→ **EXTRACT**
Friday, February 5, 2010

Happy Perl Utillities

This blog is about Perl
utilities I've been happy
to discover.

Here's one such utility:

Extract links from a file [perl]

Just in case the above link
ever disappears, I'll describe
it:

It is a perl untility that extracts
all the links out of an HTML file.
Of course, it is a command line utility.

Here's the usage line:

Usages: ./extractlink.pl filename.html

This utility relies on the following
perl module from CPAN:

HTML::SimpleLinkExtor -
Extract links from HTML


I learned about the above module, and
the script that works with it, by
finding out about this module first:

HTML::LinkExtor -
Extract links from an HTML document


Looks like LinkExtor is the
original module and SimpleLinkExtor
is the one I ended up using instead.

In other words, you do not need
LinkExtor to run the above
perl script.

Here are the steps I took to get this
to work. Note that I'm a Debian
Linux user:

  1. I already have Perl installed
    so no need for me to install Perl
  2. I copied and pasted the above
    script and placed it in a file called
    extract_links.
  3. I downloaded the
    SimpleLinkExtor
    module by clicking on the
    download link. I
    placed it in an empty
    directory called download.
  4. I did a cd to
    download:

    cd download
    
  5. I typed the following
    command to extract it:

    tar xzf HTML-SimpleLinkExtor-1.23.tar.gz
    
  6. Of course, the following
    directory was created:

    HTML-SimpleLinkExtor-1.23
    
  7. I did a cd to the
    following directory:

    cd HTML-SimpleLinkExtor-1.23
    

  8. I read the README file
  9. I did the following command
    as a regular user:

    perl Makefile.PL
    
  10. Next, I logged in as
    root in order to do
    the next few commands on
    a system-wide basis.

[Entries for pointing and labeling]
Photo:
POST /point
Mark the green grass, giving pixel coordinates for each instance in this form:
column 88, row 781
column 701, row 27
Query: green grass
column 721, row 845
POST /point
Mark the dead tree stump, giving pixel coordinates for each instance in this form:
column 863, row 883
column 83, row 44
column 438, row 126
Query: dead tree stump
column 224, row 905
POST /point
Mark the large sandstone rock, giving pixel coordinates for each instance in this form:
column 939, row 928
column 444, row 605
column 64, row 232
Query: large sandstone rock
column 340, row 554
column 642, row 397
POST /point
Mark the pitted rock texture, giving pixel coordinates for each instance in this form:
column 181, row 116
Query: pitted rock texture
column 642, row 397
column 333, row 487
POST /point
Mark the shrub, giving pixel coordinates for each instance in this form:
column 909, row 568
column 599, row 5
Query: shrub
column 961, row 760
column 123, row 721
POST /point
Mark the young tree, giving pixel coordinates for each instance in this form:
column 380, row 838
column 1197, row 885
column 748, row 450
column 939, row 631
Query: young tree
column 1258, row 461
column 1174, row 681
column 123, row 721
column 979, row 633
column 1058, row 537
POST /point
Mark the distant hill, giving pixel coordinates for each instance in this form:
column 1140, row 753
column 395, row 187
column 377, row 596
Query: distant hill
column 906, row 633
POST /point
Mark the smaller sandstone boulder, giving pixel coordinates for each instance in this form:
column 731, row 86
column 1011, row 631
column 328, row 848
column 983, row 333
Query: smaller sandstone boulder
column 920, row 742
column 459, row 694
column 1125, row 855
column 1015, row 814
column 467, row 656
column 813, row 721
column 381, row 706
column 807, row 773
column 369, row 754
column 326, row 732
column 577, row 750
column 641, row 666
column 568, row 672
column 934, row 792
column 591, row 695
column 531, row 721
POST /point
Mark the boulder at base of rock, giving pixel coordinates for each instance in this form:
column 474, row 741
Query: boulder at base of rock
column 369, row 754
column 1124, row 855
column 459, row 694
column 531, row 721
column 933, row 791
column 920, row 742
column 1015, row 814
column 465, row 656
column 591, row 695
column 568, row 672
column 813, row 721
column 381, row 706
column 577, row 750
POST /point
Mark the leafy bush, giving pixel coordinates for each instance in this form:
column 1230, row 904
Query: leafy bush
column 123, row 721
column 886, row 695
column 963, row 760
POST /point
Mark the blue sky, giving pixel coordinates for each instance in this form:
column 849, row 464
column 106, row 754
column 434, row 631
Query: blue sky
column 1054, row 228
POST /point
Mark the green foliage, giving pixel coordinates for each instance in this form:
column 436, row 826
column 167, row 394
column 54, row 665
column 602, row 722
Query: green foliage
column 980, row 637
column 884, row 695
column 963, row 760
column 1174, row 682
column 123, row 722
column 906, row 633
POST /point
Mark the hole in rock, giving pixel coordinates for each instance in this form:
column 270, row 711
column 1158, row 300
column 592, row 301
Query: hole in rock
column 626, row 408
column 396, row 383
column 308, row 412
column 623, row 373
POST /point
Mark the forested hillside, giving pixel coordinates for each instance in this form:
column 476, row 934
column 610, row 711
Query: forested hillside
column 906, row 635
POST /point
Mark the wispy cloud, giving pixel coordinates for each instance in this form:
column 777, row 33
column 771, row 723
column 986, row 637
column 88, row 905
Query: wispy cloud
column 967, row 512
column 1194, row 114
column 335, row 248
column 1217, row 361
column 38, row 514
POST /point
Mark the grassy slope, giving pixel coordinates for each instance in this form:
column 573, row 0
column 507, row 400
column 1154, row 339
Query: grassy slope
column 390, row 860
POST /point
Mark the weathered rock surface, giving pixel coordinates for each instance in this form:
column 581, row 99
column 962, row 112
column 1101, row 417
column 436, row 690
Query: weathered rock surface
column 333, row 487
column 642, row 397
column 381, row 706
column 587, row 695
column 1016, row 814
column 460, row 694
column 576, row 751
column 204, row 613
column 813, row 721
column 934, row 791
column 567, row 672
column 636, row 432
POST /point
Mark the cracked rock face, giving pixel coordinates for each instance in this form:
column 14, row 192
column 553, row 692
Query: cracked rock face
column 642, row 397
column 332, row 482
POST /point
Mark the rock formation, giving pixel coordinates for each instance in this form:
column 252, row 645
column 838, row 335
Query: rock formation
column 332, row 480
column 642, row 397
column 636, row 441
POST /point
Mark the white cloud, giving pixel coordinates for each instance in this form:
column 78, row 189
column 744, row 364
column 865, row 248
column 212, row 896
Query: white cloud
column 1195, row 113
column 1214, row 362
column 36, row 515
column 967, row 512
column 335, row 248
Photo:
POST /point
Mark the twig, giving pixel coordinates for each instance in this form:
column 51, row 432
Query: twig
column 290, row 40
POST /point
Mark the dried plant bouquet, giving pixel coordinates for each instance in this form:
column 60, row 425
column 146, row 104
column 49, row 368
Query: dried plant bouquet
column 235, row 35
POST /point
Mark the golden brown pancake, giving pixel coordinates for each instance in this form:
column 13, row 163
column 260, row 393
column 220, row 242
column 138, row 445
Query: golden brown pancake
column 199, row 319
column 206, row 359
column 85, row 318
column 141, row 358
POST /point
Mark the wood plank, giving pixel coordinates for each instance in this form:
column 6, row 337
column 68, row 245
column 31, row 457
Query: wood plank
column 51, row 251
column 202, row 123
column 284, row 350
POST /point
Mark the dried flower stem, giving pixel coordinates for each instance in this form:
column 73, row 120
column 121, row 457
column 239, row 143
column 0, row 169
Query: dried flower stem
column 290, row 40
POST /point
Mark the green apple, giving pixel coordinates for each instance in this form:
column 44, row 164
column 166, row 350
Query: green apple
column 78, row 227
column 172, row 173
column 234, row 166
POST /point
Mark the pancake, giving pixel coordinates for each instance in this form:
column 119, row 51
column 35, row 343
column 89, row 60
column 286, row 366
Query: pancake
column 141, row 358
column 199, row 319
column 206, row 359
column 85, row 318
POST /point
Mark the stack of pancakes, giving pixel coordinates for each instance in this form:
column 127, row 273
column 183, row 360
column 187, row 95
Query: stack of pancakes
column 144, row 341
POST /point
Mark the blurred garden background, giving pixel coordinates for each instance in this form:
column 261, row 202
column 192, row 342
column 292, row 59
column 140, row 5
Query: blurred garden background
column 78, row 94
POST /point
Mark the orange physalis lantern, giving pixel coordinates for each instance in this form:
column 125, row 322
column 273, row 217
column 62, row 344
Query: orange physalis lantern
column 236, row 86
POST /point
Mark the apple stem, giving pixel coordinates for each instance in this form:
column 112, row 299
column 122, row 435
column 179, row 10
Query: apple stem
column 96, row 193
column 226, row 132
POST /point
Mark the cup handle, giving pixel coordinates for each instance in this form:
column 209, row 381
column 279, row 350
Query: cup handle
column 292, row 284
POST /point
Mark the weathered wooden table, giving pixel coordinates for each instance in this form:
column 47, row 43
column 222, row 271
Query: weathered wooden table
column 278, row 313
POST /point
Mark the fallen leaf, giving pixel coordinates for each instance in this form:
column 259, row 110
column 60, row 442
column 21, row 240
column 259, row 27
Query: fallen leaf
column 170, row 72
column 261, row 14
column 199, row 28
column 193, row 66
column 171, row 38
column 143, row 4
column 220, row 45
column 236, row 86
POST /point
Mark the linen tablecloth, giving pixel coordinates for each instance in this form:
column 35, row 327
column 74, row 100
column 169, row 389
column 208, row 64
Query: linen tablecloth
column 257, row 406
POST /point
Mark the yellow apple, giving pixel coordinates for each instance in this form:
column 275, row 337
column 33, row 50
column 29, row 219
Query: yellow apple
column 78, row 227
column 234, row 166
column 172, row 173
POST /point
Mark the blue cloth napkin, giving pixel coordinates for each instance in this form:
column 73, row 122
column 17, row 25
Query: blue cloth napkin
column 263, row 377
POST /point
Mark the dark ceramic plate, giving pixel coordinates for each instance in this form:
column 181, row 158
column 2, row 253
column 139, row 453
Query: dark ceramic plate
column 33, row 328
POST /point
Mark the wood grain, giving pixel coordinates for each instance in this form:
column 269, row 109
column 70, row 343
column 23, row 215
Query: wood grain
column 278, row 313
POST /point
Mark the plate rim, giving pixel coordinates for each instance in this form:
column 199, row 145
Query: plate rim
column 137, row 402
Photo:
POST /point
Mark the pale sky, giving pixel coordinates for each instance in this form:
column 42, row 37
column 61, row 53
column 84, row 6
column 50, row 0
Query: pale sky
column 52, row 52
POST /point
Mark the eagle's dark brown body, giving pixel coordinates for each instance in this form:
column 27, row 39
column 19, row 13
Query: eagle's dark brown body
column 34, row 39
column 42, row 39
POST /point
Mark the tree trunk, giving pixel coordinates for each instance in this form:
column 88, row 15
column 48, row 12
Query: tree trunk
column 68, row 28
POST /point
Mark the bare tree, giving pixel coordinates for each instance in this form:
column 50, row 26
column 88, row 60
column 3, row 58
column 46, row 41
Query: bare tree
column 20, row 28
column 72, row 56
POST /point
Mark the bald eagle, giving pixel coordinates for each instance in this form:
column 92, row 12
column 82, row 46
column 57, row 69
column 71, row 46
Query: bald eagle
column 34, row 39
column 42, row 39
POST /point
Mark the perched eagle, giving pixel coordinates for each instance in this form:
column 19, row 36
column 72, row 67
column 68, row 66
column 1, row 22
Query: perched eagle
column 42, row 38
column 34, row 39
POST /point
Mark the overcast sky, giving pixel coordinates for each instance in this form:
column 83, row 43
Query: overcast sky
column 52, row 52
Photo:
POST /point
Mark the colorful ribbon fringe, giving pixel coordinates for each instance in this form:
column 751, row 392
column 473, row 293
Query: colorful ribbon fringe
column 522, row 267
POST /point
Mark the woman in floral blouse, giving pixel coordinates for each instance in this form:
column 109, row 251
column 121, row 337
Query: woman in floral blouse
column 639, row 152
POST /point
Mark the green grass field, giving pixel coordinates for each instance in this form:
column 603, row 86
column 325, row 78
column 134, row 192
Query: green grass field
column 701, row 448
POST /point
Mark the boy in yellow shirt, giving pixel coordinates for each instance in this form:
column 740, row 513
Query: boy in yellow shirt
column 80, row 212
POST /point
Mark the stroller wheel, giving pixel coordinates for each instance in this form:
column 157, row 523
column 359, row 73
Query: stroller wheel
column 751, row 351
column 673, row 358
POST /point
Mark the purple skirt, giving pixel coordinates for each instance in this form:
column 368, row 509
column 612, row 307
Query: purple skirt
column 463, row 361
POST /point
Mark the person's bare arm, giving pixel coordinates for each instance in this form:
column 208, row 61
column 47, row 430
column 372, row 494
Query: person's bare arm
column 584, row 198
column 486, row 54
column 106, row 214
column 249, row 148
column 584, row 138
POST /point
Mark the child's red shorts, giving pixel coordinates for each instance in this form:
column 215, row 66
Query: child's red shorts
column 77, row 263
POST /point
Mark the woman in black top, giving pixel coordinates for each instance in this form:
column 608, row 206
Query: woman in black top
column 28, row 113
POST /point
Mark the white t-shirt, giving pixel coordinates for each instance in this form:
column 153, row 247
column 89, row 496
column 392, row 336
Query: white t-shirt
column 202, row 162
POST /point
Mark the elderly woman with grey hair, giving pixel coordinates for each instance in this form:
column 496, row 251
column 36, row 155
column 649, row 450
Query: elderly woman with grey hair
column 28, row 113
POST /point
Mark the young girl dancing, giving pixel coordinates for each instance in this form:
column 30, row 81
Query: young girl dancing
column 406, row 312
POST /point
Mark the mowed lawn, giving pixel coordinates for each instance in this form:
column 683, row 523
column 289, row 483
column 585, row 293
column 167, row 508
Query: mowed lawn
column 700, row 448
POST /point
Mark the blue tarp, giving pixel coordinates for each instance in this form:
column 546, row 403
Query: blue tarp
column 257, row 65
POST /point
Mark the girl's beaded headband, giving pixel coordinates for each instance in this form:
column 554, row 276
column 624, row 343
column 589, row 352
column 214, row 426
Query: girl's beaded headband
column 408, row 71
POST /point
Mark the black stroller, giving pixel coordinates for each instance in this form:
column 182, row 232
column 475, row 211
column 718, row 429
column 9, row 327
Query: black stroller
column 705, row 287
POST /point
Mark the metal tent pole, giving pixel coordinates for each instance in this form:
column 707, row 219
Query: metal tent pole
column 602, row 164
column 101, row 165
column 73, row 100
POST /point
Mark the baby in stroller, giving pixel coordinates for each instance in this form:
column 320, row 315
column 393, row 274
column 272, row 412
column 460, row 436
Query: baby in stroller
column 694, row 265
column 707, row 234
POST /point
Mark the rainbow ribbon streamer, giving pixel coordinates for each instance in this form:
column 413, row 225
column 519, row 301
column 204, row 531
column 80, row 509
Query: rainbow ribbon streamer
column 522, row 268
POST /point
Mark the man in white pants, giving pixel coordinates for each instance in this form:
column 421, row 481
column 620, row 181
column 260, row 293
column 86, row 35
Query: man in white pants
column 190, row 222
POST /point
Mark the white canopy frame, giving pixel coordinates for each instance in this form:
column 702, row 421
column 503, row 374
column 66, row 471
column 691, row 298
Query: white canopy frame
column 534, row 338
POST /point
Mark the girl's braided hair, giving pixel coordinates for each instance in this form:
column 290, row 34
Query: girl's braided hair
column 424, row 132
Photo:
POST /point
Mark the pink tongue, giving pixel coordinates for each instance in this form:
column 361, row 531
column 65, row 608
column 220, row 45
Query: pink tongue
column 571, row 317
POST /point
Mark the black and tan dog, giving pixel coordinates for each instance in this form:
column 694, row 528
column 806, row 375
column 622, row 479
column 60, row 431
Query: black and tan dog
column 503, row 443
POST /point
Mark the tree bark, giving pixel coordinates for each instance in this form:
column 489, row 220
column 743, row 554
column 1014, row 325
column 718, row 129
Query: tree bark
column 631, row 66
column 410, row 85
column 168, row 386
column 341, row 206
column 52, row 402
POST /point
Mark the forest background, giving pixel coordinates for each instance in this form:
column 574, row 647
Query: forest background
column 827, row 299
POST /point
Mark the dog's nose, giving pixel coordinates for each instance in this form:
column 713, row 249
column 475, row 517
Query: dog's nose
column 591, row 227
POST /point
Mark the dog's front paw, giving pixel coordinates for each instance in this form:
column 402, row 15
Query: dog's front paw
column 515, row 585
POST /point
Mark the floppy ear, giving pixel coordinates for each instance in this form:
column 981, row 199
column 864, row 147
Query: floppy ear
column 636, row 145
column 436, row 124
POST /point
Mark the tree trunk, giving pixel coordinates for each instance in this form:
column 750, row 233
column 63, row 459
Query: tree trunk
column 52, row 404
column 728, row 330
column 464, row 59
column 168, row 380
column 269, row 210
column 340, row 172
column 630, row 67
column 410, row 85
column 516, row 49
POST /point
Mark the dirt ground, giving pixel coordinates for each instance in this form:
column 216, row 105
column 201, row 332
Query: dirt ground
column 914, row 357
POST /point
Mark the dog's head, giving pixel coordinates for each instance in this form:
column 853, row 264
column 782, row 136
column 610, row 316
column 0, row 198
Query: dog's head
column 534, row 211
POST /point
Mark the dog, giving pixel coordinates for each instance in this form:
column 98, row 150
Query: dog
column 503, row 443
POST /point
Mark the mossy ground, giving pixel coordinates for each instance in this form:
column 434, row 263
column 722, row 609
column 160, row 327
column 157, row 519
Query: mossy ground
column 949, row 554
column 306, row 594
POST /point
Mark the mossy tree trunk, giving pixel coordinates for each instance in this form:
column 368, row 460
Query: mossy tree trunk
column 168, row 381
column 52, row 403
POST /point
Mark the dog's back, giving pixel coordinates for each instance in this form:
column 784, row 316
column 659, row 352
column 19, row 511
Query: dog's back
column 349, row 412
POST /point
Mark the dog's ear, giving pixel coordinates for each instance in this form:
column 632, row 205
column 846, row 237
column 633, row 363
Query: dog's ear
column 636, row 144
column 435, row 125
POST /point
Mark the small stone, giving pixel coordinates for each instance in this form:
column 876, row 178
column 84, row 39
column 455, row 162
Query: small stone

→ **GIVEN INSTRUCTION 1**
Can you echo the blog post from "Here's one such" to "an HTML file."?
→ **GIVEN INSTRUCTION 2**
Can you rewrite the listing from its first line to the line with "column 721, row 845", replacing "green grass" with "tall grass" and leaving all else unchanged?
The listing bears no relation to the blog post.

→ **COMPLETE ANSWER 1**
Here's one such utility:

Extract links from a file [perl]

Just in case the above link
ever disappears, I'll describe
it:

It is a perl untility that extracts
all the links out of an HTML file.

→ **COMPLETE ANSWER 2**
Photo:
POST /point
Mark the tall grass, giving pixel coordinates for each instance in this form:
column 88, row 781
column 701, row 27
Query: tall grass
column 721, row 845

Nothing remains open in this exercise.